Instruction: Lines before the one containing "tiny fingers and record integer pixel coordinates." are excluded; print that line and every line after it through the end of the material below, exactly.

------ Provided records ------

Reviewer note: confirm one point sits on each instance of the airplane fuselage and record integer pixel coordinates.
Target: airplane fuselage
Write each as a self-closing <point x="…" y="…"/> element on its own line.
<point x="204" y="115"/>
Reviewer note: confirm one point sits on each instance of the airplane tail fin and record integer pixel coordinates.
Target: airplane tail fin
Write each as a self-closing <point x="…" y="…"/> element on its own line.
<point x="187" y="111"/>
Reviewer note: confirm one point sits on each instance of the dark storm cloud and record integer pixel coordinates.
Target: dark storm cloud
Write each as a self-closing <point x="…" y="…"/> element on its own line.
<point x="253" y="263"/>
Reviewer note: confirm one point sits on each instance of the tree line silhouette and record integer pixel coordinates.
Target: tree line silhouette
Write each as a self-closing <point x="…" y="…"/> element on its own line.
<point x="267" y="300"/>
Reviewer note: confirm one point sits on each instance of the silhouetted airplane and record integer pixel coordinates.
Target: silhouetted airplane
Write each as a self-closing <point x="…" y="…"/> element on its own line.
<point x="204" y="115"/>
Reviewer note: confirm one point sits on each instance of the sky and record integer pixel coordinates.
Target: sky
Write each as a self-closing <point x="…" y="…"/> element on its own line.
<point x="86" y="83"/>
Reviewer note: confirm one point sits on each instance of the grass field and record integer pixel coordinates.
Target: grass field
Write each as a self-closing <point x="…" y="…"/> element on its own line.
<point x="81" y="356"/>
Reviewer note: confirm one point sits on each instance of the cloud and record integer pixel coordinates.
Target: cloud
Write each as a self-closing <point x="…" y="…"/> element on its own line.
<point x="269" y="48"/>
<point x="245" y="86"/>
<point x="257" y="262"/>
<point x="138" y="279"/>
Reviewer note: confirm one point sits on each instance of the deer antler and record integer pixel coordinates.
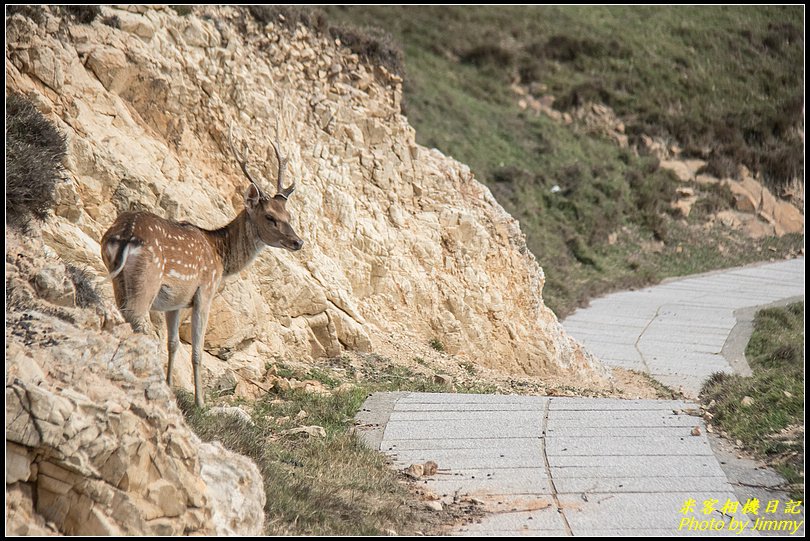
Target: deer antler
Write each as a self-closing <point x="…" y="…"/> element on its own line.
<point x="282" y="166"/>
<point x="240" y="159"/>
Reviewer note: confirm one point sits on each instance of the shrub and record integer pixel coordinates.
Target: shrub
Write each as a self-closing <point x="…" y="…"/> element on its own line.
<point x="86" y="294"/>
<point x="373" y="45"/>
<point x="112" y="21"/>
<point x="34" y="154"/>
<point x="488" y="54"/>
<point x="35" y="13"/>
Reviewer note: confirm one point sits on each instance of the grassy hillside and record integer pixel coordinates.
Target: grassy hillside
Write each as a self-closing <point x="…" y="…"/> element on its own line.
<point x="725" y="83"/>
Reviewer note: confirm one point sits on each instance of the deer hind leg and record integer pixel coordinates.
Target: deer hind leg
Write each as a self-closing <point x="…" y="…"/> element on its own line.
<point x="199" y="321"/>
<point x="173" y="340"/>
<point x="140" y="294"/>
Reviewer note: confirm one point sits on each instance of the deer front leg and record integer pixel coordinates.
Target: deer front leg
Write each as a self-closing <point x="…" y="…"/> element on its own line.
<point x="199" y="320"/>
<point x="173" y="340"/>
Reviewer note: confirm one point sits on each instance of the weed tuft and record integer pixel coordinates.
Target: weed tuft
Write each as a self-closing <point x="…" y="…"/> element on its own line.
<point x="34" y="154"/>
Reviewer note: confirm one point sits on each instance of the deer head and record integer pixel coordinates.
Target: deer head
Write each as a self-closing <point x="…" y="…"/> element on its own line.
<point x="269" y="214"/>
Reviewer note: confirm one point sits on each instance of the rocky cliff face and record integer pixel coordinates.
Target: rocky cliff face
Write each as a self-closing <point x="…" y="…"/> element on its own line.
<point x="402" y="245"/>
<point x="94" y="442"/>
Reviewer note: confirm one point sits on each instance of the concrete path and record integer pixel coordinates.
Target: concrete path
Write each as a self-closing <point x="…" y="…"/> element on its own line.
<point x="556" y="466"/>
<point x="588" y="466"/>
<point x="678" y="331"/>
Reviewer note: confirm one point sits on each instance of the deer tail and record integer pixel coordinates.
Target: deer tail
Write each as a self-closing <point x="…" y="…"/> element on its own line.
<point x="122" y="256"/>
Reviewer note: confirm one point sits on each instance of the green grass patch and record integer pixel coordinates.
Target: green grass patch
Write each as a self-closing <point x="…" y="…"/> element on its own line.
<point x="723" y="82"/>
<point x="436" y="344"/>
<point x="772" y="426"/>
<point x="330" y="485"/>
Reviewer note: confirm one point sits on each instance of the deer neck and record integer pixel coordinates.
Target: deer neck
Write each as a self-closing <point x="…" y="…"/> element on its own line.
<point x="237" y="243"/>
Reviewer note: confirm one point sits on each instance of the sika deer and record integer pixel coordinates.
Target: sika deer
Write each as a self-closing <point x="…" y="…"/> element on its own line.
<point x="158" y="264"/>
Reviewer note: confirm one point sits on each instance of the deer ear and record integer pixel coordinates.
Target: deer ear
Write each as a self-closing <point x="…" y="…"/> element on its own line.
<point x="253" y="195"/>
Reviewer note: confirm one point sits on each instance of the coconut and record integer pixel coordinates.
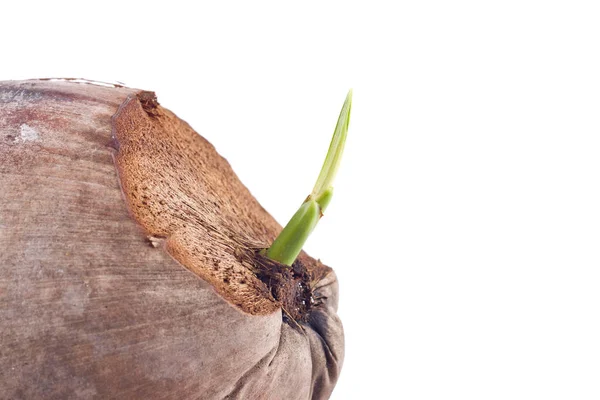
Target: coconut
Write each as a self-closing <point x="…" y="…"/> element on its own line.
<point x="130" y="261"/>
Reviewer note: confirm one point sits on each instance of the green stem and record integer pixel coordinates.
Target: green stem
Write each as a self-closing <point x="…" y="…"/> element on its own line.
<point x="290" y="241"/>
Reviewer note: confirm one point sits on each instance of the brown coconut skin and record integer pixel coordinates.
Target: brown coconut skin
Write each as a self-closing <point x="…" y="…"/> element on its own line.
<point x="126" y="267"/>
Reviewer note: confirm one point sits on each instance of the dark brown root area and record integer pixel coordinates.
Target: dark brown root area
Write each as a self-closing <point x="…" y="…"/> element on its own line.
<point x="290" y="286"/>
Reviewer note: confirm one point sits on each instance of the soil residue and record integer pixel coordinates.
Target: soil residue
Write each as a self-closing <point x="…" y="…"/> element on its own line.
<point x="290" y="286"/>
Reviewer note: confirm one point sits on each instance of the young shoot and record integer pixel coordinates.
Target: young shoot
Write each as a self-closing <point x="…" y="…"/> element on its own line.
<point x="290" y="241"/>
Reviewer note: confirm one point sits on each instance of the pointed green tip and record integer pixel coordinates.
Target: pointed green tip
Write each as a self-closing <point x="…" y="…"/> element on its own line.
<point x="336" y="149"/>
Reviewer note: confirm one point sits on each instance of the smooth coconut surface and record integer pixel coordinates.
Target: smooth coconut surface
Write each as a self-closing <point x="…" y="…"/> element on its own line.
<point x="129" y="265"/>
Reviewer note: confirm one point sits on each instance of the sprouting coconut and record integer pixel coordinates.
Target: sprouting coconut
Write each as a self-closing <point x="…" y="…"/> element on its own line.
<point x="134" y="264"/>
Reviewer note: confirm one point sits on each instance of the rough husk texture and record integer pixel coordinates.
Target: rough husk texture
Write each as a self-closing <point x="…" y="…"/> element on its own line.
<point x="126" y="262"/>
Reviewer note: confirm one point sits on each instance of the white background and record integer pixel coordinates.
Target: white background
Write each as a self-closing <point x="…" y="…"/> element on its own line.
<point x="465" y="224"/>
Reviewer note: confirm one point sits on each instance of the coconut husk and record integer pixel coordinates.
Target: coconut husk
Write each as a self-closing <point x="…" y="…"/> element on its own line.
<point x="130" y="261"/>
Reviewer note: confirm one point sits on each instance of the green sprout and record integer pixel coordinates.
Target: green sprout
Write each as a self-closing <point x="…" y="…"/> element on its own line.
<point x="290" y="241"/>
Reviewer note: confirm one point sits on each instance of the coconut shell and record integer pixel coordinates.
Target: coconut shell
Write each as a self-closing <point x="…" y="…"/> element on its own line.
<point x="129" y="263"/>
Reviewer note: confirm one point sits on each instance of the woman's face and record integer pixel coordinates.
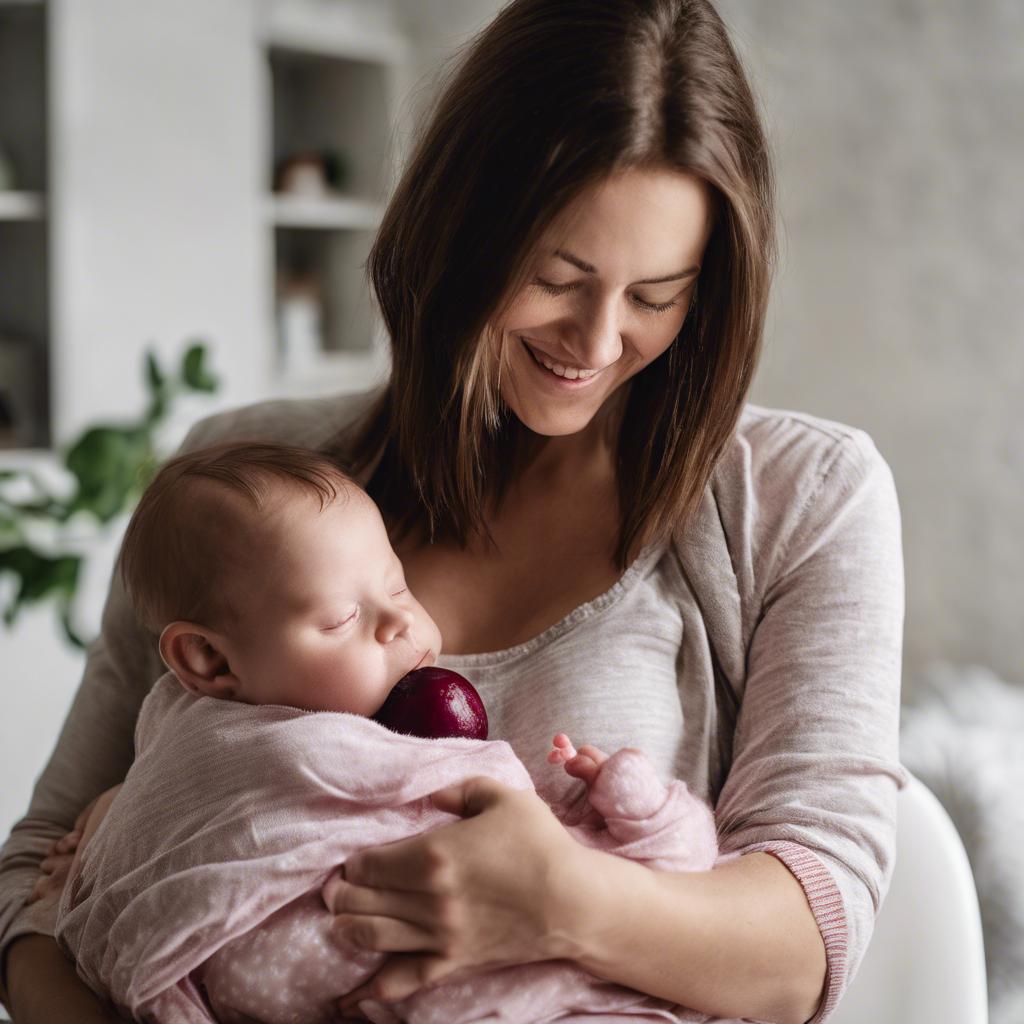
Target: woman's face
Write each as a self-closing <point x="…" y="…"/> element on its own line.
<point x="608" y="291"/>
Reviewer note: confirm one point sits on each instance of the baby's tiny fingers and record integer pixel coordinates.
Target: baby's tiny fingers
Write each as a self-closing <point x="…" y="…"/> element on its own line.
<point x="69" y="843"/>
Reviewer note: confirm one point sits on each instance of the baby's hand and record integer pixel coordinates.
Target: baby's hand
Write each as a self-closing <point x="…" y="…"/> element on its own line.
<point x="583" y="764"/>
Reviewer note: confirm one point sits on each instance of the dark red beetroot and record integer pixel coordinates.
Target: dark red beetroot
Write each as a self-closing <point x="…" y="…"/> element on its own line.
<point x="434" y="702"/>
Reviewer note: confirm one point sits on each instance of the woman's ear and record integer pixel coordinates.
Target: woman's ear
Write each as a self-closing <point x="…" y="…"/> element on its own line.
<point x="196" y="655"/>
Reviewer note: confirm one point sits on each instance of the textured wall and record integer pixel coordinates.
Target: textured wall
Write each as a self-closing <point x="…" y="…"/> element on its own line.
<point x="899" y="134"/>
<point x="899" y="130"/>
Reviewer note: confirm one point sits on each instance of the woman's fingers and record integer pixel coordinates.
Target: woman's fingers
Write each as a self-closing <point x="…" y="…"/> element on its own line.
<point x="382" y="935"/>
<point x="67" y="844"/>
<point x="396" y="980"/>
<point x="343" y="897"/>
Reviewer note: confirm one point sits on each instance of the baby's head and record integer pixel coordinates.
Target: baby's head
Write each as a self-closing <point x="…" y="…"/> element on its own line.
<point x="268" y="576"/>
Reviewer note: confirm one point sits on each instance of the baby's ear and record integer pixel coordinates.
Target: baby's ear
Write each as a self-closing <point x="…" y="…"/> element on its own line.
<point x="195" y="654"/>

------

Full answer:
Reviewer note: confirm one point sits on each instance of the baby's tiny fingers and record integer pixel coordinates.
Target: baby's tiny fingers
Write each as a self-closing <point x="…" y="…"/> element on its own line.
<point x="69" y="843"/>
Reviewer note: confirm one point sits on each instance of the baby's hand and record integer pixel coordinates.
Target: baby's hand
Write each as a self-closing <point x="…" y="…"/> element on its own line.
<point x="583" y="764"/>
Reviewer note: confirm one point sits on each instance of the dark red beetroot and record integer pixel coordinates.
Target: dark red beetroot
Write each as a self-closing <point x="…" y="…"/> element on its own line.
<point x="434" y="702"/>
Reviewer note: confirm one point sits on each instance of the woman's ear and record integer pixel coordinates.
Target: woman's ear
Write each as a self-closing <point x="…" y="…"/> element on its own line.
<point x="196" y="655"/>
Reviewer note: confirm one point sits on each instance of the textured wall and record integer pixel coordinates.
Target: textured wall
Write each as a self-closing <point x="…" y="…"/> element on its own line.
<point x="899" y="134"/>
<point x="899" y="130"/>
Reviewer note: confirm one point sits on each instance of the woman's fingers and record integer pixel coordinates.
Target: woman's fingers
Write each as a self-closing <point x="…" y="…"/> element on its own line.
<point x="382" y="935"/>
<point x="67" y="844"/>
<point x="396" y="980"/>
<point x="343" y="897"/>
Reviewer note: confirm one point sits on each instance of the baby's head and record integer pixel coordinates.
Target: baby's head
Write each as a self-closing <point x="…" y="…"/> element on its own line.
<point x="268" y="576"/>
Reviewer note: confirm one point sits on each instance of the baby's ear and record integer pixel coordinates.
Target: baby's ear
Write each as a self-closing <point x="…" y="…"/> element on its own line.
<point x="195" y="654"/>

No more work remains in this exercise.